++++ Material shown ++++
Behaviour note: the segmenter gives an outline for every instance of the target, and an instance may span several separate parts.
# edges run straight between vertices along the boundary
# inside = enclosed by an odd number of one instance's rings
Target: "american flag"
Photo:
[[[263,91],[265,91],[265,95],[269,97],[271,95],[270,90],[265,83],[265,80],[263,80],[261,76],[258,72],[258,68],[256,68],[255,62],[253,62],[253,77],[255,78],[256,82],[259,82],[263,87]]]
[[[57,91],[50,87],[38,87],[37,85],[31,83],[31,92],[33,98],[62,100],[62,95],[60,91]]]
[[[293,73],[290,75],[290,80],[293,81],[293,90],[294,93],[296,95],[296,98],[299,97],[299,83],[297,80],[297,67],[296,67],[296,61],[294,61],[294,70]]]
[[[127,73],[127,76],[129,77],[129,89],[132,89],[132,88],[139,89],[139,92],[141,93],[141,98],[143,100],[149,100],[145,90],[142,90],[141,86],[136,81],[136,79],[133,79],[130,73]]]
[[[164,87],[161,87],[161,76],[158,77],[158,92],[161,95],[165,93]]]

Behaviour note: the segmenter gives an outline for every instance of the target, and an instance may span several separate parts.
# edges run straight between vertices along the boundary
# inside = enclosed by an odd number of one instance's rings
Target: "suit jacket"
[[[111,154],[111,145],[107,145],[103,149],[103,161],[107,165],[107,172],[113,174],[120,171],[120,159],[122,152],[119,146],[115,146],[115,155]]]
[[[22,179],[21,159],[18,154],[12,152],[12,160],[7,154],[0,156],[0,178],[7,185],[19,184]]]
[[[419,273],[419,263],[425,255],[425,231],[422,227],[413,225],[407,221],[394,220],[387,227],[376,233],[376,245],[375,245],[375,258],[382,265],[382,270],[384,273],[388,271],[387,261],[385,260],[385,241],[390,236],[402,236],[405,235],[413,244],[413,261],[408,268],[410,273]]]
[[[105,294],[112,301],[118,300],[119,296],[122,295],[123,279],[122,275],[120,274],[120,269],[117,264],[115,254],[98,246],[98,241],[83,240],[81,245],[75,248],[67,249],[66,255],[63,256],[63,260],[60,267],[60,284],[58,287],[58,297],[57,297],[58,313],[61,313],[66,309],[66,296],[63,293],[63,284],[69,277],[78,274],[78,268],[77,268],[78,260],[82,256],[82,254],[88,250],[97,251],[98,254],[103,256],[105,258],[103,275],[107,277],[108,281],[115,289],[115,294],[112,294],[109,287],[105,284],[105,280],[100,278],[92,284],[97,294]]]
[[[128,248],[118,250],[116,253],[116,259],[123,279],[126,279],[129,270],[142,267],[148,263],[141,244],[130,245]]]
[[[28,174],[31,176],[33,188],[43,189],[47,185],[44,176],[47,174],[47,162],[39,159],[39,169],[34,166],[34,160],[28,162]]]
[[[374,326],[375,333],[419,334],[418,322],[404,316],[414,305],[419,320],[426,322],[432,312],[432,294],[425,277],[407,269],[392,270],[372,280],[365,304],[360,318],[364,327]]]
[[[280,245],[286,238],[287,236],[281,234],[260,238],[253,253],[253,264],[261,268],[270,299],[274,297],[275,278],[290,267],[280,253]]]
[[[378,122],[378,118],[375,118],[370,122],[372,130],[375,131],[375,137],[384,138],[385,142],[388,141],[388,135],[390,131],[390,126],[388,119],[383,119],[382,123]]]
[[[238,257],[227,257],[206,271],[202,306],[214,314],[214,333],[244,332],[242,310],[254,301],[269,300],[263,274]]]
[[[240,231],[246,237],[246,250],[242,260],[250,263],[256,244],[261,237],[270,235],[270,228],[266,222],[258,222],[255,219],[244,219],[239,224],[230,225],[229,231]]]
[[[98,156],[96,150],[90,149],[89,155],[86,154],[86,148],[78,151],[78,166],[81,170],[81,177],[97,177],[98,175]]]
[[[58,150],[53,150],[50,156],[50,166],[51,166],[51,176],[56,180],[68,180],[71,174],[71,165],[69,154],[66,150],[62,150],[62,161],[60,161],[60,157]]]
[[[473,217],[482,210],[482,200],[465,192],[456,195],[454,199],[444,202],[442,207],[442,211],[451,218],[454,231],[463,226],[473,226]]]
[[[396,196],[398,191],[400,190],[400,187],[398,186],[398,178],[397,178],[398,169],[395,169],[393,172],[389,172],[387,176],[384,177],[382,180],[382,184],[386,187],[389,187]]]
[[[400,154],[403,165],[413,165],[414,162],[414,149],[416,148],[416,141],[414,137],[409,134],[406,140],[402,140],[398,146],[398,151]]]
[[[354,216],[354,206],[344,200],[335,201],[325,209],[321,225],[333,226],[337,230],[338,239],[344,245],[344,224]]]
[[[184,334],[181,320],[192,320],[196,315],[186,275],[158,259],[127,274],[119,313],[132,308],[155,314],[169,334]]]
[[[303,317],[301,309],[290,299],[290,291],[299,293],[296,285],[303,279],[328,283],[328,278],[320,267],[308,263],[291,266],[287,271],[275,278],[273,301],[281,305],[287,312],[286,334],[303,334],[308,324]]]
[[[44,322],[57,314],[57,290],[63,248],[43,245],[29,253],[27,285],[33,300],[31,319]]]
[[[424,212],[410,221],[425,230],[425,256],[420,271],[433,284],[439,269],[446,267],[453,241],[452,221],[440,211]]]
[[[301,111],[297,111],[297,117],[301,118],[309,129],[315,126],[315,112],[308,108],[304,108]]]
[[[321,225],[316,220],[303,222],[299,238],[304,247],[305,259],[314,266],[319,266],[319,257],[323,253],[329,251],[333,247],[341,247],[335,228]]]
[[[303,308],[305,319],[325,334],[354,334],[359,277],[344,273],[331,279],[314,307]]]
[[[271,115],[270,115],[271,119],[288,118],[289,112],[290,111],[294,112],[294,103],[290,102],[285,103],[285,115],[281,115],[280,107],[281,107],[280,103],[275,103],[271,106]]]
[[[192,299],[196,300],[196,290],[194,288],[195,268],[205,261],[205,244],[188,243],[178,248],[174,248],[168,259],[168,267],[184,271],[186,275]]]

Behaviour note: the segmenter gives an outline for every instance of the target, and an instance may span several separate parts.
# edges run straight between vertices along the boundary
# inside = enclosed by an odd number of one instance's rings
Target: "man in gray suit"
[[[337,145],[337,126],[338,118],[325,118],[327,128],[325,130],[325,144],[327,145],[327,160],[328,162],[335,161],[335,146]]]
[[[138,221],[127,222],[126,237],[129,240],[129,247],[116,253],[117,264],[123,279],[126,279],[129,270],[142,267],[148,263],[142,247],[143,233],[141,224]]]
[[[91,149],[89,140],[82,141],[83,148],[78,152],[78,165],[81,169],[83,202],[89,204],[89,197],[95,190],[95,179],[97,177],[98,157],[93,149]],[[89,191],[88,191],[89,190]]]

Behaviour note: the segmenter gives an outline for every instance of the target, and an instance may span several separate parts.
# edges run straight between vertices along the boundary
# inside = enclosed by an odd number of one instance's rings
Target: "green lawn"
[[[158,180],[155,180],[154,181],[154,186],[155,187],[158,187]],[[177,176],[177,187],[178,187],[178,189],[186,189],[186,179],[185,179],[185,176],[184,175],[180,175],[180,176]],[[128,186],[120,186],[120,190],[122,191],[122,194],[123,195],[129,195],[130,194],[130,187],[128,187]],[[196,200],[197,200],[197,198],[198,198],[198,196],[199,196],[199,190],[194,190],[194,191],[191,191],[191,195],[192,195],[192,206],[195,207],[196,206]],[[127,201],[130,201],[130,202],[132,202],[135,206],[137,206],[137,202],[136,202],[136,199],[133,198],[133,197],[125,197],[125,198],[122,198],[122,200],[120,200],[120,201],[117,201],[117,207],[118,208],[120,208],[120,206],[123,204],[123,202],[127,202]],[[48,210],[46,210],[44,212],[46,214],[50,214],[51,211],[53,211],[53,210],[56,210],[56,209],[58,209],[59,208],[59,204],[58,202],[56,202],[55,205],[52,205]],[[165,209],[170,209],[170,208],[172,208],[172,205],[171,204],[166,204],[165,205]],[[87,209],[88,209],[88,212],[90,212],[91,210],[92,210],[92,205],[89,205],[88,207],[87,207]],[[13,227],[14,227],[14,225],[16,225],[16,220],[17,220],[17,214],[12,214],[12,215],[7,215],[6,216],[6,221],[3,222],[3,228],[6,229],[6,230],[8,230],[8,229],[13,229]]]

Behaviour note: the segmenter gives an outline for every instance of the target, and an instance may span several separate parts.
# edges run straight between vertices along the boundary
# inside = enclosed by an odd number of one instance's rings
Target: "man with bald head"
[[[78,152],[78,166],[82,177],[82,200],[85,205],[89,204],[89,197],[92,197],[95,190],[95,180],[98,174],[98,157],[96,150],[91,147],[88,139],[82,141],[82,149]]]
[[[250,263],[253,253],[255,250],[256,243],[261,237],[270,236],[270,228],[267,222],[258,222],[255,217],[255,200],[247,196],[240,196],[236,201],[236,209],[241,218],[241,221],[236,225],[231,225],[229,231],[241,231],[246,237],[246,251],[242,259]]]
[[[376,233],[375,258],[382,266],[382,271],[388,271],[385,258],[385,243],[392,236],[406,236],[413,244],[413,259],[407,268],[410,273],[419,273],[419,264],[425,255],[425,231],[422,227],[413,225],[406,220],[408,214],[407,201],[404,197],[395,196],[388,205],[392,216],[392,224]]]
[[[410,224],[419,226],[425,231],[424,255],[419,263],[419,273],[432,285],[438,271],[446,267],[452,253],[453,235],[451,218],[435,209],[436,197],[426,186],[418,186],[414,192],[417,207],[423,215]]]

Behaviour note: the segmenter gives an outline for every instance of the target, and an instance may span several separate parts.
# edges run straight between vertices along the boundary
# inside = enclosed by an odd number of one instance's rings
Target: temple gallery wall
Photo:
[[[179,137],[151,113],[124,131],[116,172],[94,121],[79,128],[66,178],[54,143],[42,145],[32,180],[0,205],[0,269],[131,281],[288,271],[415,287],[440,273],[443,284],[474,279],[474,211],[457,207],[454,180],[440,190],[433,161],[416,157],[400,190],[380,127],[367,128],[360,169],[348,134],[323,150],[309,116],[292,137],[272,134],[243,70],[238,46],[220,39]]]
++++
[Problem to work on]: Copy out every line of the data above that contains the string "suit".

[Solution to this problem]:
Target: "suit jacket"
Target: "man in gray suit"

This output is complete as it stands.